◆ Set exercise ◆
Return exactly the span of lines that opens with the line containing "task: segment the white sky patch" and closes with the last line of the data, inclusive.

◆ Record set ◆
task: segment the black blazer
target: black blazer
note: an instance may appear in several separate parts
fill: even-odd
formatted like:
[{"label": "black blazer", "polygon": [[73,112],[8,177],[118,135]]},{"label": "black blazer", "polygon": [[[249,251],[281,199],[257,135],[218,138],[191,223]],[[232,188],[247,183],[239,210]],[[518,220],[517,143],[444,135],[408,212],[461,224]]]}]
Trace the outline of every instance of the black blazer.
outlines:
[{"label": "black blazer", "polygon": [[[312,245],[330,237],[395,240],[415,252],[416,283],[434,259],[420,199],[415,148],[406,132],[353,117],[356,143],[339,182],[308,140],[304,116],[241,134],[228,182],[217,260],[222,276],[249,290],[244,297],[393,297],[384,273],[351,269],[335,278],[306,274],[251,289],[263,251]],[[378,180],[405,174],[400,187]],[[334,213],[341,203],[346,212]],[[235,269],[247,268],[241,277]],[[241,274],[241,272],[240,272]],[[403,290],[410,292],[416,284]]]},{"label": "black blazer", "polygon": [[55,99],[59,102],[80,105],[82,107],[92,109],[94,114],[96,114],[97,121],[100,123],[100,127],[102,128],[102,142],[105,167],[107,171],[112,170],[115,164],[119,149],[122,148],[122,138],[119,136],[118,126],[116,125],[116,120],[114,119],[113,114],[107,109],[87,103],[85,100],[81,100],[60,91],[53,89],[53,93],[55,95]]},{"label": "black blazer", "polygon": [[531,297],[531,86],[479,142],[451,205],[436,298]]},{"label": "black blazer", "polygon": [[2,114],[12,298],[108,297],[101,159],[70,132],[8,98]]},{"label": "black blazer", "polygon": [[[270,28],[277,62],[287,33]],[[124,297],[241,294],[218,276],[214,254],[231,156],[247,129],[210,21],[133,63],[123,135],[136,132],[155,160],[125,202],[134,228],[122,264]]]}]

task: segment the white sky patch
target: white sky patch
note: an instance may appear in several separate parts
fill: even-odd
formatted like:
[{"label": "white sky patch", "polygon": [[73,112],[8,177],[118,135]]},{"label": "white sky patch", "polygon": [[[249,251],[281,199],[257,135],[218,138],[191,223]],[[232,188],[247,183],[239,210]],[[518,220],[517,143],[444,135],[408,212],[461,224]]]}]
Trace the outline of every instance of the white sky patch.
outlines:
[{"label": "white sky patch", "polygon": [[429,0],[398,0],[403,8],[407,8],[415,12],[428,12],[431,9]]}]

◆ Exercise answer ◆
task: segment the white sky patch
target: white sky patch
note: an instance may appear in several separate parts
fill: even-odd
formatted like:
[{"label": "white sky patch", "polygon": [[73,112],[8,177],[118,135]]},{"label": "white sky patch", "polygon": [[[249,251],[281,199],[257,135],[218,138],[191,223]],[[232,188],[247,183],[239,210]],[[518,220],[517,143],[444,135],[408,212],[461,224]]]}]
Trace the outline of every instance of the white sky patch.
outlines:
[{"label": "white sky patch", "polygon": [[429,0],[398,0],[403,8],[407,8],[415,12],[428,12],[431,9]]}]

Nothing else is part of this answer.